#### Data for this exercise
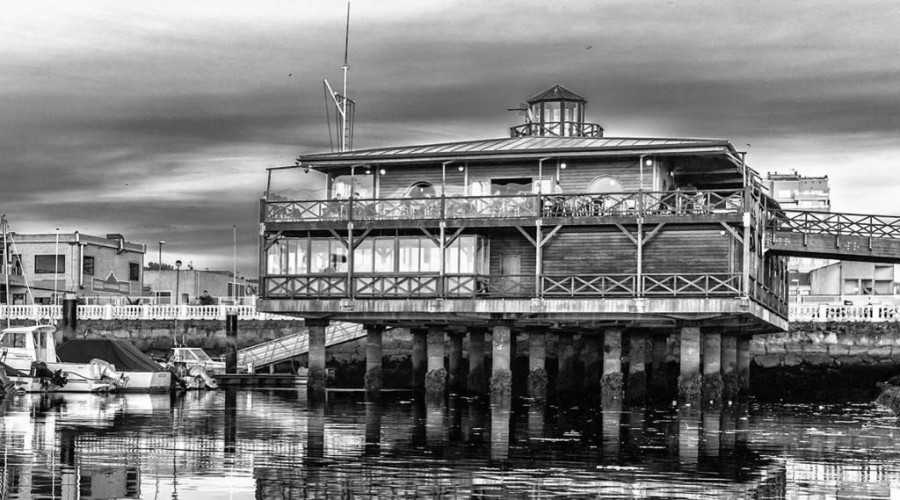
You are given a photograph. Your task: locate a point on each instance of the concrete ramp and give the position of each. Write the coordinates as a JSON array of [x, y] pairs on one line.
[[284, 348], [830, 235]]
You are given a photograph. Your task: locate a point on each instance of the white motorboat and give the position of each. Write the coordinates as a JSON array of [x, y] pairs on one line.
[[30, 351]]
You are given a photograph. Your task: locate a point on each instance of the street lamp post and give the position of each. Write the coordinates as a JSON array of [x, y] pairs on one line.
[[159, 271], [177, 277]]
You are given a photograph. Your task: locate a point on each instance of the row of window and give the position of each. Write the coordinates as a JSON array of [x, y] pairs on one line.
[[56, 264], [466, 255]]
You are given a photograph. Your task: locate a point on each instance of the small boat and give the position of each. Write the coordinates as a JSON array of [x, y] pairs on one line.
[[193, 368], [29, 352], [142, 373]]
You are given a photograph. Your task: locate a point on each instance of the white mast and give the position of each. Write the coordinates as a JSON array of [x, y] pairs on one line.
[[343, 105]]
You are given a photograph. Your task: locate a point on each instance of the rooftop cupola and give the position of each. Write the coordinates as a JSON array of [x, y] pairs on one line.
[[556, 112]]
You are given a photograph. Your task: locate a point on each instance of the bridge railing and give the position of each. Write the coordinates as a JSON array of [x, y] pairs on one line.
[[139, 312], [840, 224]]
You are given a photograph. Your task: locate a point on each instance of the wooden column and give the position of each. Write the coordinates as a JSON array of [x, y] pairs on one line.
[[537, 373], [712, 368], [418, 359], [743, 364], [436, 377], [565, 355], [659, 380], [316, 357], [689, 382], [456, 381], [502, 357], [373, 377], [730, 381], [636, 389], [477, 383], [611, 382]]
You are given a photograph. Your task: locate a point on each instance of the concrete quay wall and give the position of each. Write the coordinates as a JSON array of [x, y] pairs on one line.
[[155, 337]]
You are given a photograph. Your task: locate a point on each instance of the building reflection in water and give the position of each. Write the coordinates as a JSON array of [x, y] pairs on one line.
[[277, 444]]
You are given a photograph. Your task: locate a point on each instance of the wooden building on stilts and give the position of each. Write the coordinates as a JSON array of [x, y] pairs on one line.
[[556, 230]]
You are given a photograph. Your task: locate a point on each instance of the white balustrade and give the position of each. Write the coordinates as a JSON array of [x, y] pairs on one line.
[[37, 312]]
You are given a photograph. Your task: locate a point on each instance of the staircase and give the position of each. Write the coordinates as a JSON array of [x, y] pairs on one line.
[[284, 348]]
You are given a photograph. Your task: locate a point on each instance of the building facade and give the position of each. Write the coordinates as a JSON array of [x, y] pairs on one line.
[[188, 285], [556, 230], [44, 267]]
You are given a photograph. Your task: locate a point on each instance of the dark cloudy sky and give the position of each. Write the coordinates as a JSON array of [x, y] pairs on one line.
[[158, 119]]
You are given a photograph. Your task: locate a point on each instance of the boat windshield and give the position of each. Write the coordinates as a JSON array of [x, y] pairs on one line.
[[13, 339], [201, 356]]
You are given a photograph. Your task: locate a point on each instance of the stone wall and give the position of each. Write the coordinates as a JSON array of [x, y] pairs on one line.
[[830, 345], [155, 337]]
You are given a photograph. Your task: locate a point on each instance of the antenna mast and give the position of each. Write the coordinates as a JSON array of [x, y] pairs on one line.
[[344, 106]]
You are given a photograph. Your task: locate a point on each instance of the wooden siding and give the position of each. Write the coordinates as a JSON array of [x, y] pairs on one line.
[[574, 179], [509, 243], [688, 251], [605, 252]]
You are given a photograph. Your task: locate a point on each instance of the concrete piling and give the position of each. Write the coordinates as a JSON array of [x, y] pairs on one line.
[[373, 377], [419, 360], [711, 390], [537, 373], [636, 390], [611, 382], [316, 361], [477, 382], [730, 381], [436, 376], [689, 382], [502, 356]]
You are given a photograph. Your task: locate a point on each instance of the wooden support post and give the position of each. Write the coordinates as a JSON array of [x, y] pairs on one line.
[[712, 369], [743, 364], [373, 377], [502, 357], [611, 382], [730, 381], [456, 381], [436, 377], [477, 383], [537, 373], [636, 390], [689, 382], [565, 356], [316, 358], [419, 360]]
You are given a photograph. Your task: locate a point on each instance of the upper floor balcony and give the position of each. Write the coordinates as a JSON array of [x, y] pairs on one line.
[[677, 204]]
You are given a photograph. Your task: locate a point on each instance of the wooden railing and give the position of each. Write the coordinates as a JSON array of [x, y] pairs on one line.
[[141, 312], [839, 224], [483, 286], [557, 129], [632, 204]]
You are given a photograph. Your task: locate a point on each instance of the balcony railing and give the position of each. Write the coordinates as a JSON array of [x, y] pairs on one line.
[[636, 204], [517, 286], [557, 129]]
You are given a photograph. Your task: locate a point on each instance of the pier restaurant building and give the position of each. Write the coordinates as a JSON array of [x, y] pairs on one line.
[[556, 230]]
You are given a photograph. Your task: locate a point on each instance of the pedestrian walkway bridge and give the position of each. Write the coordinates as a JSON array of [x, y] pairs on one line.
[[830, 235]]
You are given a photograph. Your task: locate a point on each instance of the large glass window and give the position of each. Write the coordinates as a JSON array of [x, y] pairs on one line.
[[363, 257], [384, 255]]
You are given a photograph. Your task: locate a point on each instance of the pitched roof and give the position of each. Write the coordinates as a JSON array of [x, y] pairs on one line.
[[524, 146], [556, 93]]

#### What you have to do
Please output every entry exactly as written, apart from the pictures.

#### Answer to this exercise
You are given a photograph. Your task: locate a point on each instance of the concrete ramp and give the position of each. Write the coordinates as a JSON array of [x, y] pairs on one line.
[[284, 348], [830, 235]]
You are given a photograph. Your task: locate a point on each instance of the white motorboat and give the position of each. Write the coordinates as a JSON array of [x, y] pairs on one line.
[[30, 351]]
You are given a photograph. Your task: locate a point on each instance of the street lamp post and give the position of each. Write the coordinates as a JSON array of [x, y] pairs on one line.
[[159, 271], [177, 277]]
You are given a photograph. Your task: locate a point on each instance of the row of window and give the position of each. Write the coordinates as a JSON array of [x, y] pairs on one line.
[[56, 264], [466, 255]]
You are given a photograph. Your task: locate a point on each instance of the small boat and give the position of each. Write the coordinates as a JSON array of [x, y] pairs on one line.
[[193, 368], [29, 352], [142, 373]]
You are given a photograph. Your task: locate a point on each instance of the white mast and give the position of each. Write the coordinates as a JSON array of [x, y] pairs on one line.
[[343, 105]]
You are given a photograph. Your task: locate a point on each instance of the rooftop cupola and give the position of each. Write the coordinates as a JSON array of [x, y] pairs on one line.
[[556, 112]]
You are given a photograph. Your task: locate a point on each instance of the bridge railing and give the position of each. Write the coordinates as a JSON array of [x, y] pairs on one line.
[[139, 312], [840, 224]]
You are given a photograph. Your task: locate a point on each instance of the wooden column and give the position of each. Write the coordinates as a JSON array of [x, y] pairs on one line.
[[537, 373], [712, 368], [418, 359], [743, 364], [436, 377], [565, 355], [659, 380], [316, 357], [689, 382], [456, 381], [502, 357], [373, 377], [730, 381], [636, 389], [477, 383], [611, 382]]
You are given a photograph. Your task: locate a point on each instance of the concrete quay wall and give the position of each. Write the coordinates as a JSON array of [x, y] pairs on one line.
[[155, 337]]
You are given a photograph. Your task: locate a point on each instance of the building reflection in water and give the position of each. Write the coordinates as a JSON array of [x, y] pairs on one line.
[[277, 444]]
You are given a photograph. Your task: locate a point on each instance of the wooden building on stilts and give the position of each. Write the coordinates as a JSON array of [x, y] pairs on one line.
[[556, 230]]
You are given a photograph. Your task: locate a point on each instance of the white balustrade and give the position of each. Write the coordinates as a JSON array of [x, y] pairs on one line.
[[37, 312]]
You are given a photograph. Your task: locate a point on each instance of the staircase and give the position of each. Write the coordinates as a JSON array of [x, y] pairs on one line.
[[284, 348]]
You are given a photograph. Your task: locate a point on each instance of the building facade and give the position of each. Write the coordinates as a JSON array of [x, y] pairs on one line.
[[188, 285], [556, 230], [44, 267]]
You are given a photograph. Your task: locate a point on each instance of the dark cloudy sky and give the position of each. Write the coordinates as a JSON array of [x, y] pairs on one line.
[[158, 119]]
You are given a photograph. Your task: locate a point on each instance of the boat windshield and give the position of each. Write the coordinates as a JSON array of [x, y] pairs on one line.
[[13, 339], [201, 356]]
You are given a photograph. Your task: locate a point on each instance of the stone wall and give the position of each. Write the coordinates as a JSON array of [x, y] pairs on one line.
[[830, 345], [155, 337]]
You are given a photograph. Your task: locate a point on each instance of the antenna mast and give the position of each. Write the coordinates as a JSON array of [x, y] pairs on one line.
[[344, 106]]
You are given a photograph. Your task: locate a point on each instance of the wooden siding and give the position of each. Write the coordinates as a JSON array of [x, y] pairs on one line.
[[574, 179], [509, 243], [688, 251], [605, 252]]
You are given a photograph. Your task: locate a point on each instance of the concrete piling and give the position of each. Write the coordinates as a JSON array of [x, y] pairs on one line.
[[373, 377], [419, 360], [711, 390], [537, 373], [636, 390], [611, 382], [316, 361], [477, 382], [730, 381], [436, 376], [689, 382], [502, 356]]
You are given a photograph. Your task: locate a point on each instance of the wooden support post and give the position of each. Write the coordinates as a JSON array of [x, y] pairs on one line.
[[712, 369], [743, 364], [373, 377], [502, 357], [611, 382], [730, 381], [456, 381], [436, 377], [477, 383], [537, 373], [636, 390], [689, 382], [565, 356], [316, 358], [419, 360]]
You are given a photograph. Your task: locate a point on each instance of the upper floor balcony and give the position of each. Write the coordinates as a JSON array of [x, y] pairs on one line.
[[677, 204]]
You are given a photograph. Your task: locate a point on each instance of the wooden railing and give the position of each. Write the coordinates as a JSON array of [x, y] pairs on one line.
[[141, 312], [839, 224], [483, 286], [557, 129], [632, 204]]
You are given a photograph. Your task: locate a point on each instance of the balcony railing and give the position of each. Write the coordinates as a JSON array of [x, y] pairs on one line.
[[636, 204], [517, 286], [557, 129]]
You are given a photograph. Your task: locate a point on each instance of the pier restaurant building and give the position of each. Write the coordinates as a JSON array of [x, y] pairs on one line.
[[556, 230]]
You are given a photograph. Your task: locate a point on each instance of the pedestrian walkway bridge and give the position of each. Write the coordinates as a JSON array of [x, y] pairs on one line.
[[830, 235]]
You are given a photograph. Your task: locate a point on each instance of the large glass window and give the position of each. Write the coordinates as a JSON array of [x, y] pairs on one line.
[[363, 257], [384, 255]]
You are given a photograph. Your task: locate a point on each instance of the pitched roof and give the position of each. Write the coordinates as a JSON array of [x, y] pairs on one line.
[[524, 146], [556, 93]]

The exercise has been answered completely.